**Task details**
Reproduce verbatim the lines of the records starting at the line that contains "Task: where can the fallen" and ending at the line that contains "x=194, y=124", including both of those lines.

====================

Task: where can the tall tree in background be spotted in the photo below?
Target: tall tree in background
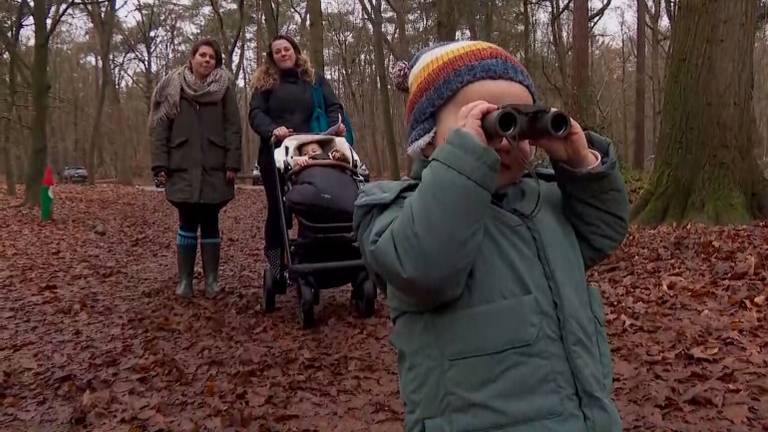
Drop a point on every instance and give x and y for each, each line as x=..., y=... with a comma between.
x=271, y=14
x=316, y=47
x=229, y=43
x=706, y=169
x=103, y=21
x=38, y=155
x=11, y=43
x=372, y=10
x=582, y=105
x=638, y=161
x=447, y=21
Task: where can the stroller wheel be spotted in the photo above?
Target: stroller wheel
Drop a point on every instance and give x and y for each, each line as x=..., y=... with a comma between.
x=268, y=292
x=281, y=284
x=364, y=298
x=306, y=305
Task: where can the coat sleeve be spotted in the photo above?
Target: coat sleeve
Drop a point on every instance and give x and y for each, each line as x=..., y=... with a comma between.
x=424, y=243
x=333, y=108
x=596, y=203
x=232, y=131
x=160, y=135
x=260, y=122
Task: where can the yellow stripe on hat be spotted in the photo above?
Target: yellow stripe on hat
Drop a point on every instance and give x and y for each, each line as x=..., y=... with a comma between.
x=438, y=56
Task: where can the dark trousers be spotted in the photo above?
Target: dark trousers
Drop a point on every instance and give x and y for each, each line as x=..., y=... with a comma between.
x=194, y=216
x=272, y=232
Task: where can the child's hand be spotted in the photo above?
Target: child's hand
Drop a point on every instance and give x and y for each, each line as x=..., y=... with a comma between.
x=571, y=150
x=470, y=118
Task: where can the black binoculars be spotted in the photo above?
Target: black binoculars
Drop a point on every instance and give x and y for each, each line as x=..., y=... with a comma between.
x=526, y=122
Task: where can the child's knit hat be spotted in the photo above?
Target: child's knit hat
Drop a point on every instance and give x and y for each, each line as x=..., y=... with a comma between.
x=437, y=73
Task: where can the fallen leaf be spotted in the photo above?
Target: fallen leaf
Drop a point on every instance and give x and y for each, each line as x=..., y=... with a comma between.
x=704, y=352
x=736, y=413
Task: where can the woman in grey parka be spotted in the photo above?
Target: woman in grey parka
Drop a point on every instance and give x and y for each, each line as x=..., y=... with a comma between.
x=194, y=124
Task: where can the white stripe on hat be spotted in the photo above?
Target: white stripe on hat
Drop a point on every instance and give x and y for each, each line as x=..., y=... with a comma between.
x=432, y=54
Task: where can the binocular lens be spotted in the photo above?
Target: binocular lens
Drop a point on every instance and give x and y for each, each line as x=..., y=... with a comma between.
x=559, y=124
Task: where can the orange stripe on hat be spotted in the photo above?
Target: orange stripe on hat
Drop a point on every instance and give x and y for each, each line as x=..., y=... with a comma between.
x=442, y=66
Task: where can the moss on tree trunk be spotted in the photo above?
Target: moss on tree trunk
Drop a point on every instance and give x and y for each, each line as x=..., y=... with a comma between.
x=706, y=170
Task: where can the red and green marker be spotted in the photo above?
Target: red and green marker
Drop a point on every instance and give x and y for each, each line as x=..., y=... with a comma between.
x=46, y=195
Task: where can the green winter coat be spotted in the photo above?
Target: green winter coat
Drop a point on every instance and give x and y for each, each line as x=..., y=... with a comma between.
x=494, y=324
x=196, y=149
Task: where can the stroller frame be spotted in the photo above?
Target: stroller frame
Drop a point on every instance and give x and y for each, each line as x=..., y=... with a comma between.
x=302, y=275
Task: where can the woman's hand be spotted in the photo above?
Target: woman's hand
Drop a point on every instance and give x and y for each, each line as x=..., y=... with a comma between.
x=571, y=150
x=470, y=118
x=341, y=130
x=301, y=161
x=282, y=132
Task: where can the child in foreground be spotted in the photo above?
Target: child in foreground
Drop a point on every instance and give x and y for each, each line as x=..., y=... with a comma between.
x=313, y=151
x=495, y=326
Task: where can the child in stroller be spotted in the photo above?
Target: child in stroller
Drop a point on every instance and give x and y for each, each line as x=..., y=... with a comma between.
x=320, y=184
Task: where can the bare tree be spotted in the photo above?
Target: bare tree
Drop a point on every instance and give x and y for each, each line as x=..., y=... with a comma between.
x=315, y=11
x=446, y=20
x=581, y=54
x=41, y=13
x=706, y=169
x=372, y=10
x=639, y=160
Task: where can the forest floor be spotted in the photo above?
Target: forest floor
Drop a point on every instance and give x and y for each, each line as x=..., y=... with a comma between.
x=93, y=338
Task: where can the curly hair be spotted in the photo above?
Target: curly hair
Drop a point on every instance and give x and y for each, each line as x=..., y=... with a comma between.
x=268, y=74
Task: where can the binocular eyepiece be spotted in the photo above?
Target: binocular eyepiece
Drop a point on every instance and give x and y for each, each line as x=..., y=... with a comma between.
x=526, y=122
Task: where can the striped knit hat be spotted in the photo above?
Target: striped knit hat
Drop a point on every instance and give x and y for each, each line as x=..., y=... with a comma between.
x=437, y=73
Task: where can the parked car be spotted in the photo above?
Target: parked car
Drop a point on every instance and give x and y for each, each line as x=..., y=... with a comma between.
x=74, y=174
x=256, y=179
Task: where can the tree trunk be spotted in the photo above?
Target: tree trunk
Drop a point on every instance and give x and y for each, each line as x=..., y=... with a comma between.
x=624, y=150
x=486, y=25
x=527, y=50
x=38, y=155
x=706, y=169
x=656, y=78
x=5, y=143
x=446, y=20
x=316, y=34
x=270, y=18
x=377, y=21
x=639, y=159
x=581, y=54
x=558, y=42
x=10, y=176
x=104, y=26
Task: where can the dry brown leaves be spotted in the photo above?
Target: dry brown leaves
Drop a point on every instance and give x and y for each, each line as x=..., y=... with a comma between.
x=94, y=339
x=686, y=314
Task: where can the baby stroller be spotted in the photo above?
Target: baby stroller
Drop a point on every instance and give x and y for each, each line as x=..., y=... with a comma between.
x=325, y=253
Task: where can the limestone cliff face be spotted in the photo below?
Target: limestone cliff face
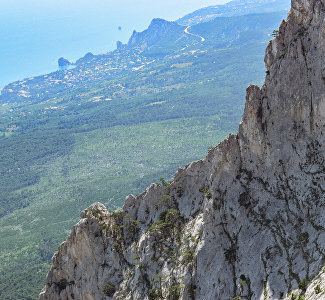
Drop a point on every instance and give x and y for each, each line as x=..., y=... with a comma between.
x=247, y=221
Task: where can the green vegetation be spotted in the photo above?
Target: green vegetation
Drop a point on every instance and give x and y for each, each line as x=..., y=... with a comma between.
x=111, y=127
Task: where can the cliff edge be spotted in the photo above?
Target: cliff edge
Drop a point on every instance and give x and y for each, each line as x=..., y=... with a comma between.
x=247, y=222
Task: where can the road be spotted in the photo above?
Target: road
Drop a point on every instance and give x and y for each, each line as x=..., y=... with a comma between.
x=186, y=31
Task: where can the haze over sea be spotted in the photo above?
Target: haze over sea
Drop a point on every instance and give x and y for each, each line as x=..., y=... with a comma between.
x=35, y=33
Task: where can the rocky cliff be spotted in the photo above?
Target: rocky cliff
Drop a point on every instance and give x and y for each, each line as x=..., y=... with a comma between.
x=247, y=222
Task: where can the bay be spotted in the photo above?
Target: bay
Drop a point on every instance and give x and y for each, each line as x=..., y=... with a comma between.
x=35, y=33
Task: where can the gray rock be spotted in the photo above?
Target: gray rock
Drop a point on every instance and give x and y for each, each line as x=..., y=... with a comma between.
x=248, y=220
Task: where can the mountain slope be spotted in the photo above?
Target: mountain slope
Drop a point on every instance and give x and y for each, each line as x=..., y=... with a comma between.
x=65, y=136
x=234, y=8
x=246, y=222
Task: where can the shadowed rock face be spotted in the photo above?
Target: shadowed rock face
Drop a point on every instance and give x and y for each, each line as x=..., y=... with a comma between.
x=248, y=220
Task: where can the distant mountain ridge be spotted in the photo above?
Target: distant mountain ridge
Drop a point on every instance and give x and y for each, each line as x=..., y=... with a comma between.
x=233, y=8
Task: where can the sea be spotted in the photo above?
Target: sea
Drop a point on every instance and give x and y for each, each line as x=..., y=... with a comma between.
x=35, y=33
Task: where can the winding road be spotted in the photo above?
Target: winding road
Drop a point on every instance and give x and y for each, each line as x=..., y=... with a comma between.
x=186, y=31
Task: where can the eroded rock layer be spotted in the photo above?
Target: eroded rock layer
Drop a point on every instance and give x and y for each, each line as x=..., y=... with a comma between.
x=247, y=221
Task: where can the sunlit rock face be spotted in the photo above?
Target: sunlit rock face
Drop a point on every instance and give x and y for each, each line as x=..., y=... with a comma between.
x=247, y=221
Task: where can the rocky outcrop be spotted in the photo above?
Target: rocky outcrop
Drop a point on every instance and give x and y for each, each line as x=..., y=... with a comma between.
x=63, y=62
x=247, y=222
x=159, y=30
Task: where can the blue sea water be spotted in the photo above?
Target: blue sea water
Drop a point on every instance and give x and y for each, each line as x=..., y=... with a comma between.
x=35, y=33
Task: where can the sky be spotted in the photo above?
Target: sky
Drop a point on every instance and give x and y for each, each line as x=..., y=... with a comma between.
x=35, y=33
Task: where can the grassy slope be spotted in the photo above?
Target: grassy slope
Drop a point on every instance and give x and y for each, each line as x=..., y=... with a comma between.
x=61, y=161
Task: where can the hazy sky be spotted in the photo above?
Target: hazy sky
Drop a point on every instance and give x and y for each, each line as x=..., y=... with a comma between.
x=35, y=33
x=169, y=9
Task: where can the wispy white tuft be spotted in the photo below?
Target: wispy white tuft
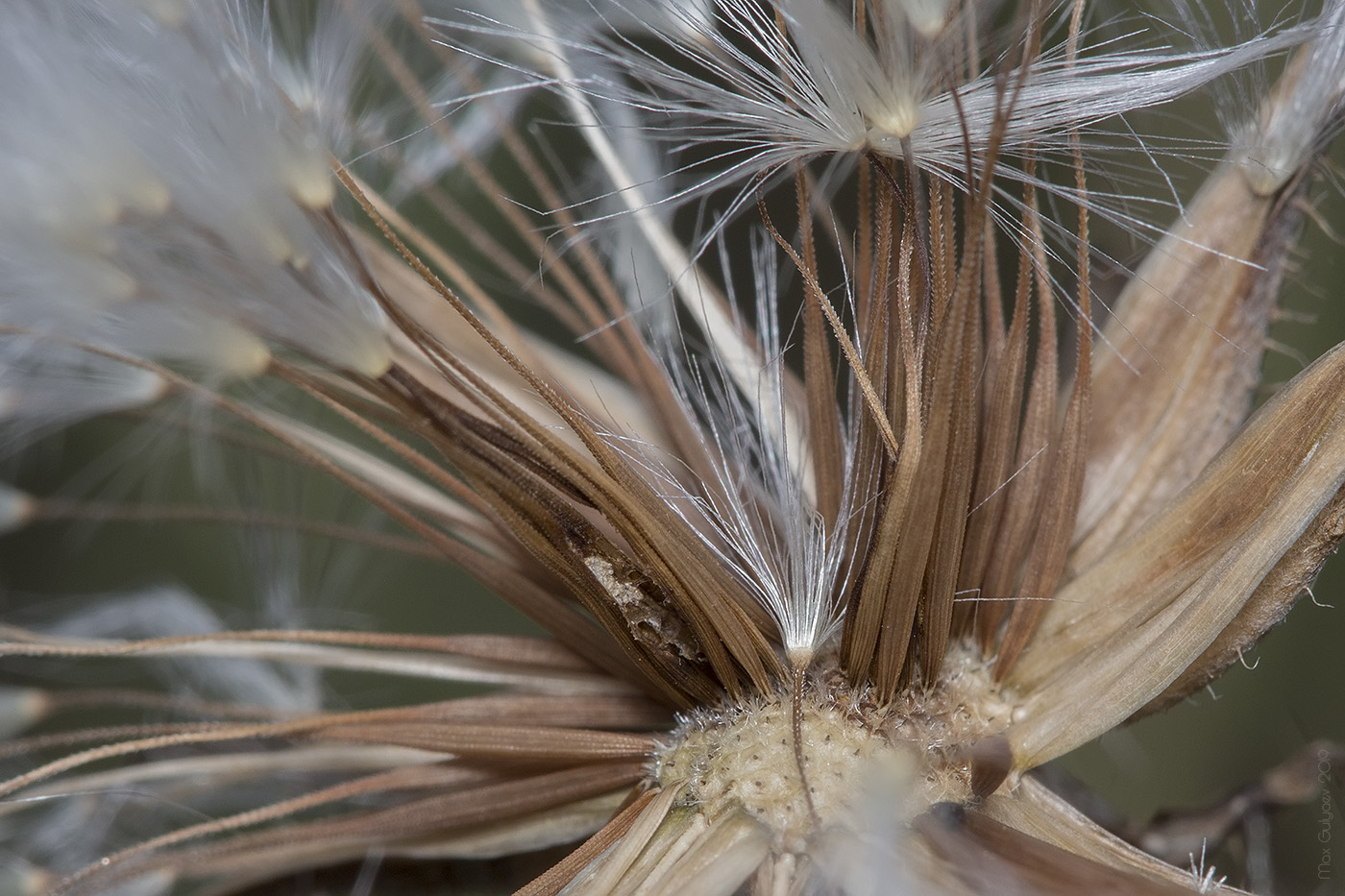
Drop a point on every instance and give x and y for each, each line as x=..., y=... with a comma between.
x=766, y=97
x=1311, y=105
x=756, y=510
x=167, y=194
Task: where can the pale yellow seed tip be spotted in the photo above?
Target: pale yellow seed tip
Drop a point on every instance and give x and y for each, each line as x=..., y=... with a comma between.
x=20, y=708
x=312, y=187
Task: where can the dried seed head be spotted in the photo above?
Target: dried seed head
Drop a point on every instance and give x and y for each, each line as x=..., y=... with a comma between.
x=742, y=755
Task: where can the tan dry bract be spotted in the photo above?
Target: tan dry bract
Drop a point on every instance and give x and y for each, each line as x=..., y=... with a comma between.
x=810, y=624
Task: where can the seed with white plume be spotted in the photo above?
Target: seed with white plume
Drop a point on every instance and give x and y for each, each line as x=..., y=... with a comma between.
x=165, y=201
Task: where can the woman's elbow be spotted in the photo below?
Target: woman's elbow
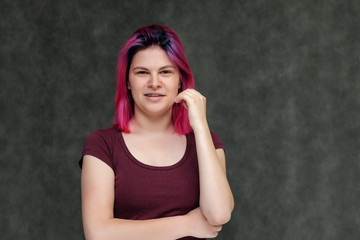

====================

**Answer to this exercise**
Task: where can the fallen leaf be spotted in the photo above?
Target: fallen leaf
Drop a point on every instance and give x and y for each, each line as x=..., y=... with a comma between.
x=704, y=352
x=736, y=413
Task: where can the woman in grey parka be spotted in the photo above?
Target: woman in grey parka
Drop a point on every instance and give x and y for each, each line as x=..., y=... with a comma between.
x=194, y=124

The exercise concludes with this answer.